Write the next part of the GWR text below, starting after its final sentence.

Supplied text:
────

GWR is one of the leading geo-statistical methods for population health studies, due to the locality of health outcomes (Young and Gotaway, 2010); it enables a deeper understanding of spatial and etiological processes. By providing local parameters, GWR allows researchers to deal with information beyond global models in order to implement targeted, place-specific health policies. A useful example would be the study by Mohammadinia et al (2017) that looked at modelling human leptospirosis based on environmental factors. gwr.all() will be effective in checking for spatial nonstationarity, to not only provide local parameters but also determine whether GWR or a global model should be more parsimonious; especially since some diseases, such as hereditary diseases or other diseases without geographical risk factors, may not experience significant geographical variations.
Multiple linear regression models have also been used for climatological data, but certain climate phenomena and trends are varying through space, so a comparison of goodness-of-fit of models would prove useful.
Limitations
First, accompanying text is required to explain the GWR coefficient map, due to the legend title being fixed as “x_coeff”. The function also assumes that the spatial dataset has already been merged with the shapefile prior. This function does not allow the user to choose bandwidth size; it is always specified to be adaptive to the bandwidth determined in object bw.
The function is also limited to two variables, such that multivariable regression analysis cannot be carried out. As such, the GWR is susceptible to the endogeneity through the omitted variable bias which may overestimate the local coefficients. Given that GWR carries out multiple local regressions, this function would not be efficient for large datasets. For example, for n=150000, two weeks of computing would be required to produce outputs. The GWR model also has limited external validity, and cannot be used in spatial extrapolation. Finally, AIC compares only relative quality between models, but does not reveal anything about absolute quality.

────

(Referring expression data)
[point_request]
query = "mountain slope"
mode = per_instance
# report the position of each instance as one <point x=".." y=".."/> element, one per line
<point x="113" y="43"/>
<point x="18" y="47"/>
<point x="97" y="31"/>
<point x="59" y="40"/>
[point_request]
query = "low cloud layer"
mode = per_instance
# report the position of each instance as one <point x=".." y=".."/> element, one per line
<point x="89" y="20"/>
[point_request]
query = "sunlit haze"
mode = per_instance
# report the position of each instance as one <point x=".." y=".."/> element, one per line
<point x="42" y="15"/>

────

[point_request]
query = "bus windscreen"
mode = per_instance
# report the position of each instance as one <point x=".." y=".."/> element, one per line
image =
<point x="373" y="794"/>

────

Answer to this task:
For further development of the function, additional parameters could be included to create a multivariate regression model. Additionally, spatial autocorrelation of the regression residuals can also be incorporated into the function through a Moran’s I test.
References
Burnham, K.P., Anderson, R.D. and Huyvaert, K.P. (2011) ‘AIC model selection and multimodel inference in behavioral ecology: some background, observations, and comparisons’ in Behavioral Ecology and Sociobiology, 65, 1, 23–35.
Bates, E. and Pryce, Gwilym (2014). Geographically Weighted Regression as an Automatic Valuation Method An Application to the Cross Price Elasticity for Housing. Glasgow: University of Glasgow.
Brunsdon C., Fotheringham, A.S. and Charlton, M.E. (1996) Geographically Weighted Regression: A Method for Exploring Spatial Nonstationarity. Ohio: The Ohio State University.
De Bellefon M., Floch J. (2018) ‘Geographically Weighted Regression’ in Handbook of Spatial Analysis (pp.231–254). Europe: Eurostat.
Mohammadinia A.I., Alimohammadi A. and Saeidian B. (2017) ‘Efficiency of Geographically Weighted Regression in Modeling Human Leptospirosis Based on Environmental Factors in Gilan Province, Iran’ in Geosciences (Switzerland), 7, 4, 136, 1–12.
Young L.J. and Gotway C.A. (2010) ‘Using geostatistical methods in the analysis of public health data: the final frontier?’ in Geostatistics for Environmental Applications, 16, 89–98.